>> START
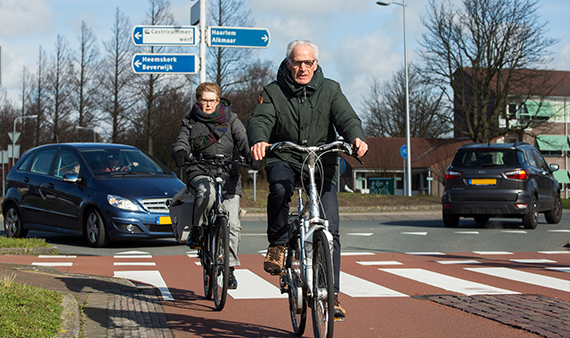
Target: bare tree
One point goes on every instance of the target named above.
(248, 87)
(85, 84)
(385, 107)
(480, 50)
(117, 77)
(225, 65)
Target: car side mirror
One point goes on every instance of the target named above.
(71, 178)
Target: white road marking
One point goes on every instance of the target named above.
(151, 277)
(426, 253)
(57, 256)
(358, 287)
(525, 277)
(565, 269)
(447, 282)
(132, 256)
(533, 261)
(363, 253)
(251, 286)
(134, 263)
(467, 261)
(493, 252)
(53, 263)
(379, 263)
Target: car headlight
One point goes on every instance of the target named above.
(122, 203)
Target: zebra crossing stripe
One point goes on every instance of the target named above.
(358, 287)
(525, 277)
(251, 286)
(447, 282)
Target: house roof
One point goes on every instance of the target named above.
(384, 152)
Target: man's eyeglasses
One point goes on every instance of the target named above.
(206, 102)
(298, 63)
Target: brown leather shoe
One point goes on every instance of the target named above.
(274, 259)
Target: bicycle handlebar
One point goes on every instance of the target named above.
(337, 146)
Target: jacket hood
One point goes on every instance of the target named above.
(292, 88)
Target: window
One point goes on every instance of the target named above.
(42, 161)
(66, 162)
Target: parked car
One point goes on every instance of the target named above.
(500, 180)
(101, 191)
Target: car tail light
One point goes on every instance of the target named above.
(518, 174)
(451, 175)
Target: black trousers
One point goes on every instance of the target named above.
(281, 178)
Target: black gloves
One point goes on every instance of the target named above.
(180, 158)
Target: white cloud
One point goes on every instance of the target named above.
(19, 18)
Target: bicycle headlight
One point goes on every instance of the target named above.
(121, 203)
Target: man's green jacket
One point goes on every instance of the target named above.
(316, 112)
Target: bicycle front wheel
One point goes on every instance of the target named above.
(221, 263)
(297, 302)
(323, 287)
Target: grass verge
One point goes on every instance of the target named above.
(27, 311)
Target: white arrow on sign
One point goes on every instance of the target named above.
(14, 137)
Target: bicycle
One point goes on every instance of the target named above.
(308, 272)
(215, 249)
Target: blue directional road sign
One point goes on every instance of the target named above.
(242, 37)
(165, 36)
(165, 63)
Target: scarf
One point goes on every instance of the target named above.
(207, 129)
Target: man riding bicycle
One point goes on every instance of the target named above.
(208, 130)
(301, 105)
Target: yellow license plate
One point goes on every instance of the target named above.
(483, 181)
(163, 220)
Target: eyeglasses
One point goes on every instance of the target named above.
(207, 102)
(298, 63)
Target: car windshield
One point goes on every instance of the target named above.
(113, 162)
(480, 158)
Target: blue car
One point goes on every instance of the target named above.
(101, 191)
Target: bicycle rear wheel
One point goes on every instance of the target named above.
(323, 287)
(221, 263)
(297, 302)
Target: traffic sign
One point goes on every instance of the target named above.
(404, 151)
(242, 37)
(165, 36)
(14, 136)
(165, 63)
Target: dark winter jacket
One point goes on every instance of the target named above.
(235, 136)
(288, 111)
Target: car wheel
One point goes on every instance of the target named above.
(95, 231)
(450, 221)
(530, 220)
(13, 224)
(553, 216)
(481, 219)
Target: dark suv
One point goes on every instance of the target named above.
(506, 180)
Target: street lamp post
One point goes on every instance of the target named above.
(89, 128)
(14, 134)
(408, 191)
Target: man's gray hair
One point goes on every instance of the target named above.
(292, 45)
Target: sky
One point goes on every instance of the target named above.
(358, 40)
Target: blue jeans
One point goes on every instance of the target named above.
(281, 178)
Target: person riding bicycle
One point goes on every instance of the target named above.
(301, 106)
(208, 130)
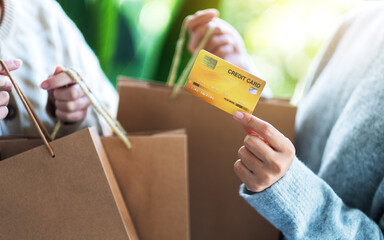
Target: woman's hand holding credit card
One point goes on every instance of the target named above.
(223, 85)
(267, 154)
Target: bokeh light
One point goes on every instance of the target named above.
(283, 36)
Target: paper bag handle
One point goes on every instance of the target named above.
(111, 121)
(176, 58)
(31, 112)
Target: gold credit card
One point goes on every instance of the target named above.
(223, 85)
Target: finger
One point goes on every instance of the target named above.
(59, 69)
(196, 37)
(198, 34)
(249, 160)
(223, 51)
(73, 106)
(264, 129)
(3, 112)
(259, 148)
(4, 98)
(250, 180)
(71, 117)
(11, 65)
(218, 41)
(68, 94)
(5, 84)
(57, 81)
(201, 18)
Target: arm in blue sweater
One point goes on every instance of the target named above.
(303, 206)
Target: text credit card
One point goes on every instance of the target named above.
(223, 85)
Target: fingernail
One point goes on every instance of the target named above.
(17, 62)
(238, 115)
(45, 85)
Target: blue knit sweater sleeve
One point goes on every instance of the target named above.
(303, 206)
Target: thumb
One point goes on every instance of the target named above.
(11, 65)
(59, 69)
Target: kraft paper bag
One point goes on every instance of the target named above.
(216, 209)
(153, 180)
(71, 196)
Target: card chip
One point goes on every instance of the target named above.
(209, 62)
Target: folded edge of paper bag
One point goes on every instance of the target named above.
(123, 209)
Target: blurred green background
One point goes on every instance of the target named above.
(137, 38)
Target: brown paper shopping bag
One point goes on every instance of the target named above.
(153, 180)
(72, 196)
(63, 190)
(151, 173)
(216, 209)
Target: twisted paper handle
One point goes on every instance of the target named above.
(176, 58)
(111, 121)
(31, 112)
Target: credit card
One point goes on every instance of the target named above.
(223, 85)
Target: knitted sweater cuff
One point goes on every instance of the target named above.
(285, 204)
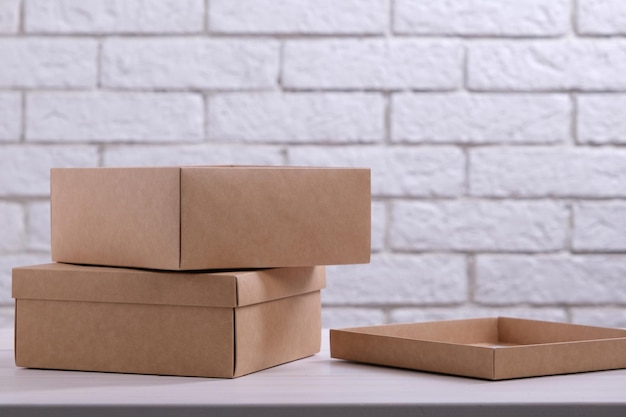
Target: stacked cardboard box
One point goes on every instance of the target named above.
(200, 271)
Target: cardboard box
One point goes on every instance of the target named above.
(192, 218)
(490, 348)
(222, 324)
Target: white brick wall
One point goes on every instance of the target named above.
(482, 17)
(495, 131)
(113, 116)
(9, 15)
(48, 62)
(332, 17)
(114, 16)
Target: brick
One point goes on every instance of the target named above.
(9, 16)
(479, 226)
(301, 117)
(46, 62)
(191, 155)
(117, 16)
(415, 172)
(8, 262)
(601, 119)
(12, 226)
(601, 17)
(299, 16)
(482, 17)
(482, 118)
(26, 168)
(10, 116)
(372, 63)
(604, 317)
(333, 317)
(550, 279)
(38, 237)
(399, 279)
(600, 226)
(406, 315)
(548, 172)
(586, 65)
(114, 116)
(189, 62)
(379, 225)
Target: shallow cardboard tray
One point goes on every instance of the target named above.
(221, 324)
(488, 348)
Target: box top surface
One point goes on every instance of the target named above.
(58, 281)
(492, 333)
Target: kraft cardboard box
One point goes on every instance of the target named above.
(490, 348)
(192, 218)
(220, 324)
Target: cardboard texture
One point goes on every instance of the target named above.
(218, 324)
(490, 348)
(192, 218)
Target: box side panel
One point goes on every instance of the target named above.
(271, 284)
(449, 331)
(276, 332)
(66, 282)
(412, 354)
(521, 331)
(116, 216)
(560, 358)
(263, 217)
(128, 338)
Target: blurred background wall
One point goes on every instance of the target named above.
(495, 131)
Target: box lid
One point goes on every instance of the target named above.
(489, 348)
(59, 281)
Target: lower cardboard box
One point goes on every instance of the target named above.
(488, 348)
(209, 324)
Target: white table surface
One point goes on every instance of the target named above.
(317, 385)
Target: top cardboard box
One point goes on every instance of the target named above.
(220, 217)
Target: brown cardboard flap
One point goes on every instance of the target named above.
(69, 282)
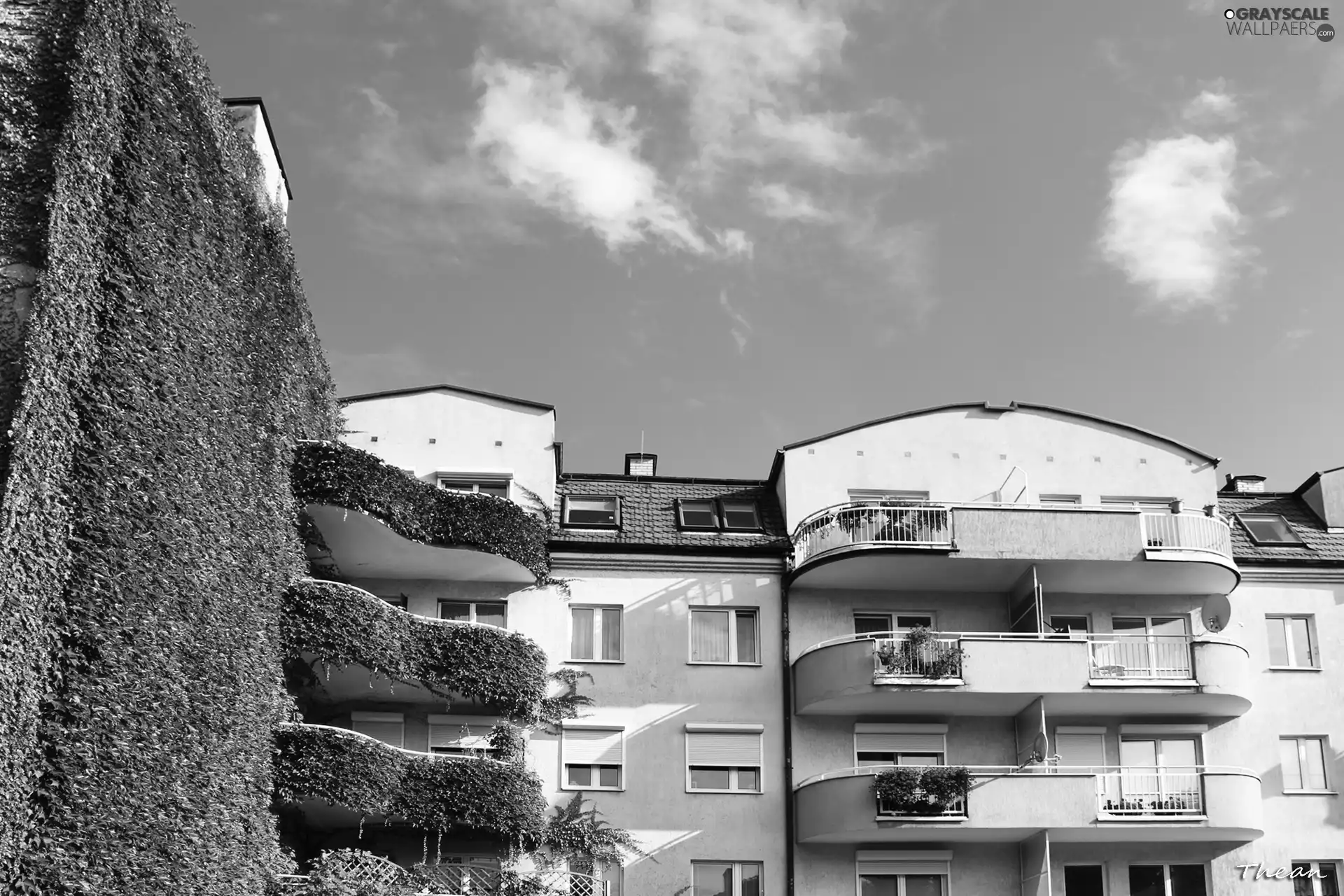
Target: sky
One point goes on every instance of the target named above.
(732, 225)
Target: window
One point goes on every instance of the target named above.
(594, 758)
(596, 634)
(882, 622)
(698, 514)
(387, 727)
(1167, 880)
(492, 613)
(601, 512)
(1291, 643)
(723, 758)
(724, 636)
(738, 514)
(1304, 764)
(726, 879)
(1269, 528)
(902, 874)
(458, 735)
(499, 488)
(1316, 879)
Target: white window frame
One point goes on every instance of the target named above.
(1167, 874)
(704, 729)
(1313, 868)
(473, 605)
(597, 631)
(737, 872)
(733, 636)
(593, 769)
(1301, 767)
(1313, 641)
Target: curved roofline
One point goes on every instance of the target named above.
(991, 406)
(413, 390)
>> END
• [GIVEN TASK]: Copy the records word for word, starting at the line containing "Target: kraft cardboard box" and going through the end of the records. Leave out the picture lines.

• [EXERCISE ANSWER]:
Target: kraft cardboard box
One point goes on every instance of the target named above.
(490, 348)
(192, 218)
(220, 324)
Target: cardboard texture
One point goes on every instance of the target named above.
(218, 324)
(490, 348)
(192, 218)
Target: box side panel
One point goes on every instance of the target named above.
(271, 284)
(449, 331)
(276, 332)
(66, 282)
(412, 354)
(521, 331)
(116, 216)
(560, 358)
(263, 217)
(128, 338)
Target: blurred background wall
One point goes on every instance of the target named above.
(495, 131)
Target: box lid
One point goes on every instance of the target named above.
(489, 348)
(59, 281)
Target: lower cardboard box
One point goes on every instance of the target named above.
(488, 348)
(209, 324)
Target: white table surface
One point goes on every instance of the target named above.
(317, 385)
Target: top cardboard box
One point goes on every instance of the target named above.
(220, 217)
Target: brown cardboard flap
One point goes on every instance of the target named above.
(69, 282)
Target: sky
One point goes on every instance of the target named above.
(732, 225)
Target: window
One point goes on every instance of the target named above.
(594, 758)
(596, 634)
(882, 622)
(698, 514)
(387, 727)
(1167, 880)
(492, 613)
(601, 512)
(1291, 643)
(723, 758)
(724, 636)
(738, 514)
(1304, 764)
(726, 879)
(1269, 528)
(902, 874)
(458, 735)
(499, 488)
(1316, 879)
Target: white window frame
One point goes on every instance of the target named above.
(1167, 874)
(704, 729)
(1313, 868)
(473, 605)
(597, 631)
(737, 872)
(733, 636)
(593, 769)
(1301, 767)
(1313, 641)
Target: curved roofline
One point goes on every instance of the target named above.
(991, 406)
(413, 390)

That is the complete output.